### What you are asked to do:
Copy the lines from the one with "Kindly give the mask of every instance of the snow-covered" to the one with "143L22 142L57 151L83" word for word, including both of those lines.

### Listed records:

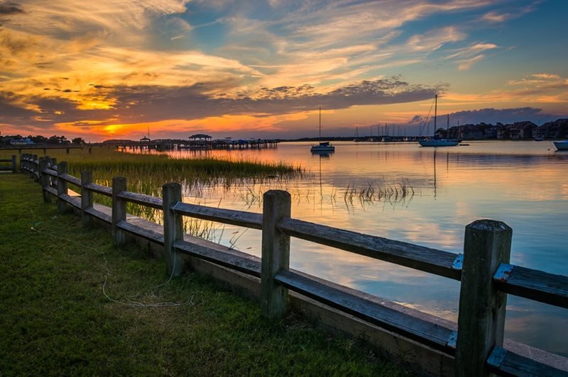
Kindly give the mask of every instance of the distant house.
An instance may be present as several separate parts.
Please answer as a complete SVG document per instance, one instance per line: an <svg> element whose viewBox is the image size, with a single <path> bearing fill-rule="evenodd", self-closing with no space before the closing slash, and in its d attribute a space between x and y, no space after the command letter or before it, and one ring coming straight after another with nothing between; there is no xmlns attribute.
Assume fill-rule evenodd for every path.
<svg viewBox="0 0 568 377"><path fill-rule="evenodd" d="M503 133L499 133L503 129L502 125L492 125L485 130L485 137L486 139L498 139L501 133L501 138L503 138Z"/></svg>
<svg viewBox="0 0 568 377"><path fill-rule="evenodd" d="M459 138L464 140L481 139L483 132L478 126L473 124L466 124L459 126Z"/></svg>
<svg viewBox="0 0 568 377"><path fill-rule="evenodd" d="M33 142L29 137L26 137L25 139L12 139L10 140L10 145L31 145L33 144Z"/></svg>

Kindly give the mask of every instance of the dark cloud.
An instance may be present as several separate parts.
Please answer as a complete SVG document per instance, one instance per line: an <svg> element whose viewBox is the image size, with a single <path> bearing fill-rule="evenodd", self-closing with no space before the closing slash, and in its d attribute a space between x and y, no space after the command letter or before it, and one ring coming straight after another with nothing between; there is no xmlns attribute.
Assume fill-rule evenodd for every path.
<svg viewBox="0 0 568 377"><path fill-rule="evenodd" d="M223 115L253 115L267 116L315 110L319 106L327 110L347 108L357 105L381 105L422 101L430 99L443 91L444 87L413 85L391 77L374 81L363 81L328 92L317 91L310 85L262 88L253 94L241 93L236 96L209 94L226 83L198 83L187 86L160 86L141 85L109 87L93 84L102 93L94 94L94 99L106 95L116 99L109 110L78 110L77 105L66 99L42 97L26 98L26 101L38 106L41 111L31 112L25 121L48 127L50 124L37 122L35 116L49 115L54 123L75 123L82 125L84 120L113 118L116 123L153 122L166 119L192 120ZM54 89L58 90L58 89ZM62 91L69 92L70 89ZM0 101L9 103L6 99ZM13 103L16 101L12 101ZM19 101L22 102L22 101ZM9 122L12 114L18 113L13 105L4 115L6 123L19 123L24 120L21 114Z"/></svg>
<svg viewBox="0 0 568 377"><path fill-rule="evenodd" d="M17 14L21 13L23 13L23 11L19 4L8 2L0 3L0 15Z"/></svg>
<svg viewBox="0 0 568 377"><path fill-rule="evenodd" d="M555 120L559 118L564 118L566 114L550 114L542 113L542 109L523 107L516 108L481 108L479 110L470 110L458 111L450 114L452 124L459 120L460 124L486 123L496 124L497 122L502 123L512 123L523 120L530 120L539 124L543 122Z"/></svg>

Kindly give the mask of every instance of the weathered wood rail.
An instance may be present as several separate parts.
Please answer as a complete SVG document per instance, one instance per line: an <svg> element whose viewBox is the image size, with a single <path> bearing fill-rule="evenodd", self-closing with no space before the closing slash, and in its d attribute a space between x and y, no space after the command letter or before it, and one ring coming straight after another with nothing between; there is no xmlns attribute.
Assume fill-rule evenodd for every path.
<svg viewBox="0 0 568 377"><path fill-rule="evenodd" d="M289 291L363 321L455 357L456 376L568 376L568 372L503 348L507 295L568 308L568 276L509 264L512 230L499 221L481 220L466 227L464 253L455 254L408 242L334 228L294 219L290 194L269 191L262 213L182 203L181 186L167 184L163 198L126 191L124 177L112 187L96 184L89 171L81 179L67 174L67 164L48 157L23 154L21 169L38 180L46 201L57 198L59 210L67 206L80 211L83 222L98 218L109 224L117 245L129 233L163 245L168 272L184 270L182 254L261 278L263 315L278 317L289 309ZM81 191L69 194L67 184ZM93 203L92 194L112 198L111 215ZM160 209L163 225L149 229L129 218L126 203ZM262 258L223 251L221 247L183 234L182 218L189 216L262 231ZM289 268L290 238L295 237L461 281L457 331L439 323L393 310L368 295L345 288Z"/></svg>
<svg viewBox="0 0 568 377"><path fill-rule="evenodd" d="M9 165L5 165L4 162L9 162ZM11 171L12 173L16 173L18 170L16 167L16 155L12 155L12 157L10 159L0 159L0 171L2 170L9 170Z"/></svg>

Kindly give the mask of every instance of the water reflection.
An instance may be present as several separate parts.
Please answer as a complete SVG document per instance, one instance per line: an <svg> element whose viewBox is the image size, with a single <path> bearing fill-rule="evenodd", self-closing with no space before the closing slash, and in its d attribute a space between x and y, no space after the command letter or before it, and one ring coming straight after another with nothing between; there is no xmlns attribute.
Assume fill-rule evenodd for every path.
<svg viewBox="0 0 568 377"><path fill-rule="evenodd" d="M568 154L542 142L469 144L432 150L415 144L337 143L328 156L312 155L309 143L211 151L207 155L300 164L311 176L244 184L230 192L204 188L201 198L187 200L260 212L265 191L283 189L292 195L295 218L454 252L462 252L467 224L493 218L513 230L511 263L568 274ZM237 230L224 227L221 242L229 244L226 235ZM235 247L260 255L260 233L243 233ZM299 240L292 240L290 261L322 278L456 318L459 285L448 279ZM565 310L516 298L509 303L508 337L566 354L560 341L568 337Z"/></svg>

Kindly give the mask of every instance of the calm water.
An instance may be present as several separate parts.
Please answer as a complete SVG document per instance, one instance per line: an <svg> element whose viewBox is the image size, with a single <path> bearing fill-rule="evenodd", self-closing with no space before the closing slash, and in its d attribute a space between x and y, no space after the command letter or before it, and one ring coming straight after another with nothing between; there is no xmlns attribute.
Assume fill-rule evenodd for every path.
<svg viewBox="0 0 568 377"><path fill-rule="evenodd" d="M467 224L500 220L513 230L512 264L568 274L568 154L555 152L550 142L472 142L445 148L339 142L329 157L312 154L310 143L298 142L274 150L207 153L285 161L311 175L285 183L248 184L229 192L188 191L186 201L261 212L263 192L286 189L294 218L457 253L462 252ZM374 193L361 194L364 189ZM217 237L224 244L260 255L258 231L225 226ZM457 321L458 282L294 239L290 264ZM568 356L565 310L509 296L506 327L508 338Z"/></svg>

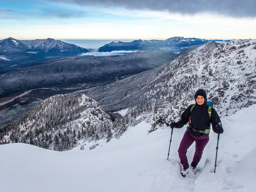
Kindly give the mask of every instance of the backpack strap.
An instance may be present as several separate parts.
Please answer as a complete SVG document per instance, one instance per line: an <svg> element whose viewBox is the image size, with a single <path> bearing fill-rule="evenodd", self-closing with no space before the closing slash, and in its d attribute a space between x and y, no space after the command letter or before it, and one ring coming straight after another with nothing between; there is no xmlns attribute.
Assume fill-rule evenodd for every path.
<svg viewBox="0 0 256 192"><path fill-rule="evenodd" d="M190 108L190 116L189 116L189 119L188 119L188 124L189 125L190 125L191 124L191 112L192 111L192 109L195 107L195 104L192 105L192 106L191 107L191 108ZM201 132L204 134L209 134L210 133L210 130L211 128L211 124L210 124L210 120L211 120L211 109L212 107L210 106L208 107L208 116L209 116L209 120L210 121L210 126L209 126L209 128L207 129L206 129L204 131L201 130L197 130L195 129L190 128L192 130L193 130L195 132Z"/></svg>

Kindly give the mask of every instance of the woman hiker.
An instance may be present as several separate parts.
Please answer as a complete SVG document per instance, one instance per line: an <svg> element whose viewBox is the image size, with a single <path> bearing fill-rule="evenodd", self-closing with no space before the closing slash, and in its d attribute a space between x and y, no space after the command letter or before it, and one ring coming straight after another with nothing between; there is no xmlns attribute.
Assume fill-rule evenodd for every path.
<svg viewBox="0 0 256 192"><path fill-rule="evenodd" d="M209 141L210 123L213 131L219 134L223 132L221 122L216 111L207 104L205 91L199 89L195 95L195 104L190 105L182 114L181 119L177 122L172 122L170 127L181 128L188 123L186 132L182 139L178 150L181 163L183 169L181 172L183 177L188 173L189 165L186 154L187 150L195 141L195 151L191 162L191 169L195 174L196 167L199 163L203 151Z"/></svg>

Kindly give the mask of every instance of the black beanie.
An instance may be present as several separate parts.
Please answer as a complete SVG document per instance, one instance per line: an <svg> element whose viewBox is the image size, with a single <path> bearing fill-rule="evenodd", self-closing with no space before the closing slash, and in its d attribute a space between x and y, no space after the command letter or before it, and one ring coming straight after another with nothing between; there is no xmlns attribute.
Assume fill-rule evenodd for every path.
<svg viewBox="0 0 256 192"><path fill-rule="evenodd" d="M205 103L206 104L207 103L207 96L206 96L206 93L204 89L199 89L195 92L195 102L196 102L196 97L198 96L202 96L205 98Z"/></svg>

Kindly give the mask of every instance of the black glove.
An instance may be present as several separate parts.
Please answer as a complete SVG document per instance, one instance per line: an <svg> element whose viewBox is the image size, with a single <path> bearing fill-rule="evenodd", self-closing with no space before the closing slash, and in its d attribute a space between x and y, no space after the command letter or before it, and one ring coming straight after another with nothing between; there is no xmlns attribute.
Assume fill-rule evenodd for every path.
<svg viewBox="0 0 256 192"><path fill-rule="evenodd" d="M221 123L219 123L215 126L215 132L217 134L221 134L223 132L223 128L221 126Z"/></svg>
<svg viewBox="0 0 256 192"><path fill-rule="evenodd" d="M171 122L171 125L170 125L170 127L171 127L171 129L173 129L175 128L176 127L176 123L175 122Z"/></svg>

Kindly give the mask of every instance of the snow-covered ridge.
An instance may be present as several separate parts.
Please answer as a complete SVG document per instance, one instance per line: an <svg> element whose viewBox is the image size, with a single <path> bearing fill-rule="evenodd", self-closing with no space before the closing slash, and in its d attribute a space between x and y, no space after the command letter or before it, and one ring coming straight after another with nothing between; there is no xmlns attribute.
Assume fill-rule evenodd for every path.
<svg viewBox="0 0 256 192"><path fill-rule="evenodd" d="M1 143L22 142L57 151L83 145L87 140L112 137L110 117L97 102L82 94L49 97L9 127L12 130L5 132Z"/></svg>
<svg viewBox="0 0 256 192"><path fill-rule="evenodd" d="M212 42L175 59L158 78L175 71L165 86L177 89L186 84L193 92L203 87L222 115L230 115L256 102L256 40L219 46ZM192 82L188 84L188 79Z"/></svg>
<svg viewBox="0 0 256 192"><path fill-rule="evenodd" d="M256 161L256 105L222 120L216 172L213 173L217 135L210 133L198 165L199 172L180 175L177 149L185 128L171 135L164 127L147 134L148 124L129 127L119 140L90 150L56 152L24 144L0 145L3 191L126 192L253 192ZM100 146L100 147L99 147ZM195 144L188 150L192 160ZM18 160L17 158L18 157ZM21 177L21 175L22 177ZM10 178L12 178L10 180ZM100 184L98 184L100 183Z"/></svg>

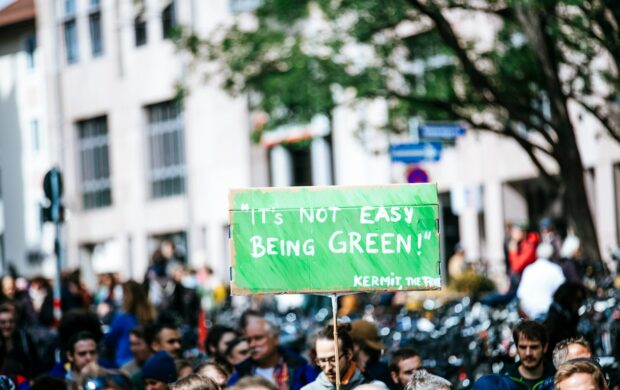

### Correct result:
Kindly give the mask of every instance of the snow-covered ridge.
An instance may be present as several separate parts.
Please answer as a complete SVG document per instance, one instance per line: an <svg> element whose viewBox is the image size, with a single <path> bearing fill-rule="evenodd", self-closing with no space before the closing slash, and in its d attribute a space between x and y, no space after the command letter or before it, and one ring coming straight after another with nothing between; there is no xmlns attribute.
Assume fill-rule evenodd for every path.
<svg viewBox="0 0 256 192"><path fill-rule="evenodd" d="M1 143L22 142L57 151L83 145L87 140L112 137L110 117L97 102L82 94L49 97L9 127L12 130L5 132Z"/></svg>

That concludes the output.